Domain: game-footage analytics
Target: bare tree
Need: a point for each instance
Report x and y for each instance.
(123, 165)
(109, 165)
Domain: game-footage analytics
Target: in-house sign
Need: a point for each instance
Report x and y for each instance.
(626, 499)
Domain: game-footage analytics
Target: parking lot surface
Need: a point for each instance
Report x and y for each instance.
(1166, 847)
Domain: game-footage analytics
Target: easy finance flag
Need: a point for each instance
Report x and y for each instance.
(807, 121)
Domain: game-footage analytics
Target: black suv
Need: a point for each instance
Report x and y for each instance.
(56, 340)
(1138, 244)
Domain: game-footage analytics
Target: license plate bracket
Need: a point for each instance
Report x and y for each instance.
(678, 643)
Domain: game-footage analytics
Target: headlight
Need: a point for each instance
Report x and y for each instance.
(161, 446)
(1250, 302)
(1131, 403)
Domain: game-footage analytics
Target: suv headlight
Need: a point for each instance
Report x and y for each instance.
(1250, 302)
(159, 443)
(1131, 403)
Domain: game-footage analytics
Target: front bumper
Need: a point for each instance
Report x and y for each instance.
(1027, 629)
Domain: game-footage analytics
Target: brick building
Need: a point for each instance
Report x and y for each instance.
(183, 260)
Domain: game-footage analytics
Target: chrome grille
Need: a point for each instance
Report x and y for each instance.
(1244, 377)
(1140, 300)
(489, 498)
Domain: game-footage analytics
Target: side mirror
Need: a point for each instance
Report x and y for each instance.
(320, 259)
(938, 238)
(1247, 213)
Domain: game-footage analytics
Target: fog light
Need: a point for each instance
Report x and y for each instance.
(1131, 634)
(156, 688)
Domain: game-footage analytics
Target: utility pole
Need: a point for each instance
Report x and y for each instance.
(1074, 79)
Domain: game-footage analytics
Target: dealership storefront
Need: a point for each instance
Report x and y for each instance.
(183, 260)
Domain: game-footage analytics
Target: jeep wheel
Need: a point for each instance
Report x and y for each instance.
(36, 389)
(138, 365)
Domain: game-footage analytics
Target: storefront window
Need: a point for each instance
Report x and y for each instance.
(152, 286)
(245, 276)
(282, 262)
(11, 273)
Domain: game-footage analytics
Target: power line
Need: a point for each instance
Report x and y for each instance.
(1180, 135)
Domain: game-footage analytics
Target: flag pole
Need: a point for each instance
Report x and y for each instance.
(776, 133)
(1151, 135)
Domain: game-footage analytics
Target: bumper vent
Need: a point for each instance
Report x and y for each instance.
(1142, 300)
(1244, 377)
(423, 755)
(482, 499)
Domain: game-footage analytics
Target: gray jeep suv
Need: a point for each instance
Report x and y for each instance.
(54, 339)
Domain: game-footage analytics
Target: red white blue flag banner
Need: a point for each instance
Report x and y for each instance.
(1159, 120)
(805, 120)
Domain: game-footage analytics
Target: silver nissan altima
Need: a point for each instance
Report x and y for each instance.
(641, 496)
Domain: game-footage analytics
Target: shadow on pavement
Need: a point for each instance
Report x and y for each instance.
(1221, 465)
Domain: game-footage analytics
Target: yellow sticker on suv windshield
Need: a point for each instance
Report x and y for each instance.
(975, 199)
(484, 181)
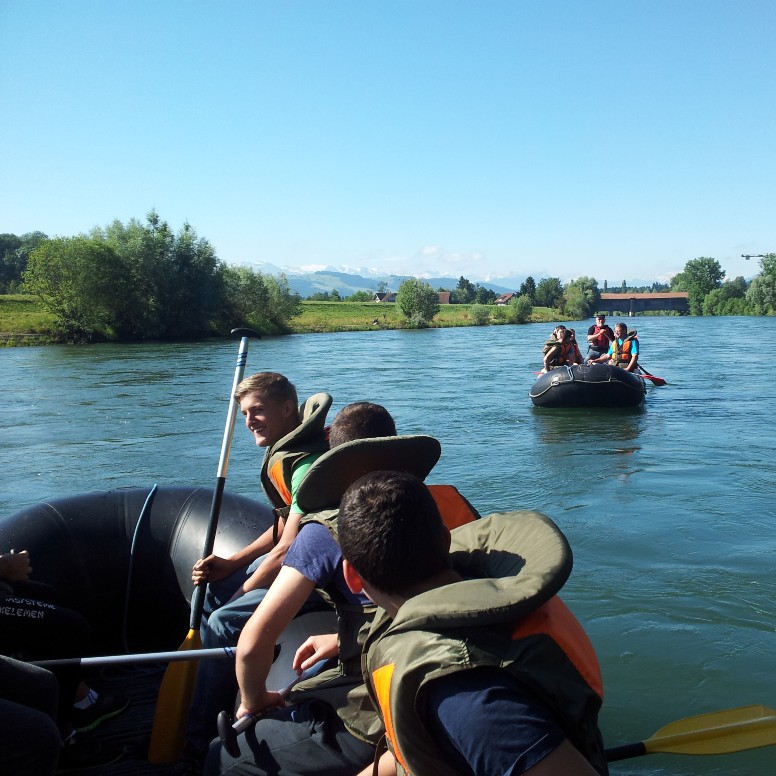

### TO BE DONE:
Which lines in the entries above contain the string "pole"? Extract each one, treating uppercase and lowercase letters as distinct.

### WORKED ANSWER:
Target: utility pole
Target: flag pole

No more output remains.